[Dataset entries]

= Beginning of Section =

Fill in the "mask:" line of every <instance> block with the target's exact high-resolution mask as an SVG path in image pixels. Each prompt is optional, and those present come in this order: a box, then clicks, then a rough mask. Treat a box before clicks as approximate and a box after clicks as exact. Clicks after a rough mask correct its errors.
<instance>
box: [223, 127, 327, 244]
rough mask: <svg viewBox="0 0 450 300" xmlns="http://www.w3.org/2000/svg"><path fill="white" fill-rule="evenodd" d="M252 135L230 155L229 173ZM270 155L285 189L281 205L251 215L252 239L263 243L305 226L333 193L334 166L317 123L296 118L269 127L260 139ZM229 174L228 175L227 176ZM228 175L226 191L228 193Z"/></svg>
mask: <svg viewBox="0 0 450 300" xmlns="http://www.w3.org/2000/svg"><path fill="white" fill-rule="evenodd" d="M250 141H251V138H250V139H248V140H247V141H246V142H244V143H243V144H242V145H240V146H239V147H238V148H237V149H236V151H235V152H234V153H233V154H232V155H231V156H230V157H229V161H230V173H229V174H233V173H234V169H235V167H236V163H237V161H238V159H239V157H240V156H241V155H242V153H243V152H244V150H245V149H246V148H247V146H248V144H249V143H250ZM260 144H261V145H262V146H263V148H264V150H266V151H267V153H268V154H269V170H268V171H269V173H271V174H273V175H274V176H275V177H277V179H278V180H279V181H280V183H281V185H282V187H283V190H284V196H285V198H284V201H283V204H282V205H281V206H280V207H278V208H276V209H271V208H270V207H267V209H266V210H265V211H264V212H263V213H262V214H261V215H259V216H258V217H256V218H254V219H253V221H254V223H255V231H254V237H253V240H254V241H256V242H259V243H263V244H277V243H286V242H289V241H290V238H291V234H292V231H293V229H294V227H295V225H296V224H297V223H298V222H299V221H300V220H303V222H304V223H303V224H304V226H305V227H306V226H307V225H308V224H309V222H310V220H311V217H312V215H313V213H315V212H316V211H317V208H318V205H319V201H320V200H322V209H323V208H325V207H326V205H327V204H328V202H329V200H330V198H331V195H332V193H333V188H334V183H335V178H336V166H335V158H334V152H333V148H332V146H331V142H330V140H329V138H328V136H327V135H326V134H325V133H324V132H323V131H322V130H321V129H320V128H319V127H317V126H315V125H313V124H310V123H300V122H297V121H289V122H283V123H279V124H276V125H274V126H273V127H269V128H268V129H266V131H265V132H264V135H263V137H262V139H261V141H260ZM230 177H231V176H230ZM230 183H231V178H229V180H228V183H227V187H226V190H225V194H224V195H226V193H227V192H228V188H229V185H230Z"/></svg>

= End of Section =

### Problem requirements
An identical copy of the preceding records should be returned.

### Task output
Fill in the "mask:" line of every <instance> block with the target's exact high-resolution mask as an SVG path in image pixels. Each prompt is optional, and those present come in this order: a box, then clicks, then a rough mask. Treat a box before clicks as approximate and a box after clicks as exact. Clicks after a rough mask correct its errors.
<instance>
box: [223, 127, 327, 244]
rough mask: <svg viewBox="0 0 450 300" xmlns="http://www.w3.org/2000/svg"><path fill="white" fill-rule="evenodd" d="M252 135L230 155L229 173ZM270 155L285 189L281 205L251 215L252 239L263 243L305 226L333 193L334 166L317 123L296 118L269 127L260 139ZM229 174L228 175L227 176ZM228 175L226 191L228 193Z"/></svg>
mask: <svg viewBox="0 0 450 300" xmlns="http://www.w3.org/2000/svg"><path fill="white" fill-rule="evenodd" d="M250 141H251V138H250V139H248V140H247V141H246V142H244V143H243V144H242V145H240V146H239V147H238V148H237V149H236V151H235V152H234V153H233V154H232V155H231V156H230V157H229V161H230V173H229V174H233V173H234V169H235V167H236V163H237V161H238V159H239V157H240V156H241V155H242V153H243V152H244V150H245V149H246V148H247V146H248V144H249V143H250ZM260 144H261V145H262V146H263V148H264V150H266V151H267V153H268V154H269V170H268V171H269V173H271V174H273V175H274V176H275V177H277V179H278V180H279V181H280V183H281V185H282V187H283V190H284V196H285V198H284V201H283V204H282V205H281V206H280V207H278V208H276V209H271V208H270V207H267V209H266V210H265V211H264V212H263V213H262V214H261V215H259V216H258V217H256V218H254V219H253V221H254V223H255V231H254V237H253V240H254V241H256V242H259V243H263V244H277V243H286V242H289V241H290V238H291V234H292V231H293V229H294V227H295V225H296V224H297V223H298V222H299V221H300V220H303V222H304V223H303V224H304V226H305V227H306V226H307V225H308V224H309V222H310V220H311V217H312V215H313V213H315V212H316V211H317V208H318V205H319V201H320V200H322V209H323V208H325V207H326V205H327V204H328V202H329V200H330V198H331V195H332V193H333V188H334V183H335V178H336V166H335V158H334V152H333V148H332V146H331V142H330V140H329V138H328V136H327V135H326V134H325V133H324V132H323V131H322V130H321V129H320V128H319V127H317V126H315V125H313V124H310V123H300V122H297V121H289V122H283V123H279V124H276V125H274V126H273V127H269V128H268V129H266V131H265V132H264V135H263V137H262V139H261V141H260ZM230 177H231V176H230ZM230 183H231V178H229V180H228V183H227V187H226V190H225V194H224V195H226V193H227V192H228V188H229V185H230Z"/></svg>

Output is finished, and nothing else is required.